## GIVEN TASK
Extract, word for word, the part of the Hubam clover thread that runs from "## Rob Hughes" up to and including "grown this plant?".
━━ SELECTED EXTRACT
# Success with Annual White Sweet Clover (Hubam) in New Brunswick, Canada - Zone 4



## Jon11 (Mar 29, 2011)

Stephen,
Did you break the ground up before you planted? I tried to plant some Hubam by broadcasting it in February and hoping it would get pulled in as the ground froze and thawed. Of course, there hasn't been much freezing this year. I'm not sure it did any good. I planted some more this week in a small strip that I broke up using a shovel just to see if it would do better and to find out how long it takes to germinate. Maybe I'm wrong about what I spread in February and I'll be suprised by the stand, but we've had a lot of warm days here and I haven't seen anything yet.


----------



## StephenL (Jun 29, 2009)

Yes, we did plant on prepared ground. The ground was tilled and then the seed was broadcast and then racked to help cover it and then we packed it with a small roller. Although I know that many clovers are supposed to be able to be seeded by frost seeding, I have not tried that with the Hubam.


----------



## Rob Hughes (Apr 23, 2012)

Stephen, if you are still in Beesource, (did you get the seed shipped in from Texas? I am planning to plant some next year - my land is on Keswick Ridge outside Fredericton. Can't find any local suppliers of this seed. I can find bulk regular white or yellow sweet clover at the co-op farm shop, but not the annual variety.
Anyone else in Canada grown this plant? 

Rob


----------



## StephenL (Jun 29, 2009)

Rob Hughes said:


> Stephen, if you are still in Beesource, (did you get the seed shipped in from Texas? I am planning to plant some next year - my land is on Keswick Ridge outside Fredericton. Can't find any local suppliers of this seed. I can find bulk regular white or yellow sweet clover at the co-op farm shop, but not the annual variety.
━━━━
━━ DATA EXTRACT
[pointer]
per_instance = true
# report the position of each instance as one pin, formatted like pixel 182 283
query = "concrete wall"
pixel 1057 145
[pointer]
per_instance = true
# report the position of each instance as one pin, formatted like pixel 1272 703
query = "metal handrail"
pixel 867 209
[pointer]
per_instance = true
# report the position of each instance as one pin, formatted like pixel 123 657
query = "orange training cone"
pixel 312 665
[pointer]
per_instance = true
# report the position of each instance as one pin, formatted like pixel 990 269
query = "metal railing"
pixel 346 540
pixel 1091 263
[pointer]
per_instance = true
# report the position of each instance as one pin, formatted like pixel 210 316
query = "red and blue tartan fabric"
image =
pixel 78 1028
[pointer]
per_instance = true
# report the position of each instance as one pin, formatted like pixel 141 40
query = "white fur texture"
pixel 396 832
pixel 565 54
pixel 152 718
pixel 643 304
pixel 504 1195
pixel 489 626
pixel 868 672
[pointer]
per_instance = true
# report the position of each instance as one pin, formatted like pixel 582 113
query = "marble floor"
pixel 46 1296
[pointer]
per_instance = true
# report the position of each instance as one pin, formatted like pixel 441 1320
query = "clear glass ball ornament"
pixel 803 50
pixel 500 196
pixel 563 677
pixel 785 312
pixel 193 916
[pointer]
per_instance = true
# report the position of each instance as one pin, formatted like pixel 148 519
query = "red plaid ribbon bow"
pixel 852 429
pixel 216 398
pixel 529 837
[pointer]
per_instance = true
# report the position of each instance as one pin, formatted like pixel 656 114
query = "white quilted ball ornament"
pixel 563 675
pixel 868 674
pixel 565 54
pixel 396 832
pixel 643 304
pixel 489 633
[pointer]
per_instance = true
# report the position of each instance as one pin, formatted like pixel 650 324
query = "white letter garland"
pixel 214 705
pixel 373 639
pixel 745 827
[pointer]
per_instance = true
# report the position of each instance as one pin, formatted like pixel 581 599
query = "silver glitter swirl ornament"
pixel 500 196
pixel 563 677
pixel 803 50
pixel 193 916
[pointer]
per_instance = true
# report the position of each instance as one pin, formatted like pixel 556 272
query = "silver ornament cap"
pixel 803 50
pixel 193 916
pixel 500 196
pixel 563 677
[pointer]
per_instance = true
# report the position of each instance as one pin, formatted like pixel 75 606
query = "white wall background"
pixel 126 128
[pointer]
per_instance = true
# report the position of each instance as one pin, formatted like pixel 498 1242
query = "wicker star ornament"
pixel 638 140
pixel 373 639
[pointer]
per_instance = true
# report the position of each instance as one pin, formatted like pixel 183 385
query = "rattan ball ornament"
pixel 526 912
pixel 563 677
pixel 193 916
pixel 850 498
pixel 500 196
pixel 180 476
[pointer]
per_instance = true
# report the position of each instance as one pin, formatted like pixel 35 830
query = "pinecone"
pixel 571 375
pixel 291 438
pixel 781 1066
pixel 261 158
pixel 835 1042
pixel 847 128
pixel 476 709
━━━━
## SOLVED EXERCISE
## Rob Hughes (Apr 23, 2012)

Stephen, if you are still in Beesource, (did you get the seed shipped in from Texas? I am planning to plant some next year - my land is on Keswick Ridge outside Fredericton. Can't find any local suppliers of this seed. I can find bulk regular white or yellow sweet clover at the co-op farm shop, but not the annual variety.
Anyone else in Canada grown this plant?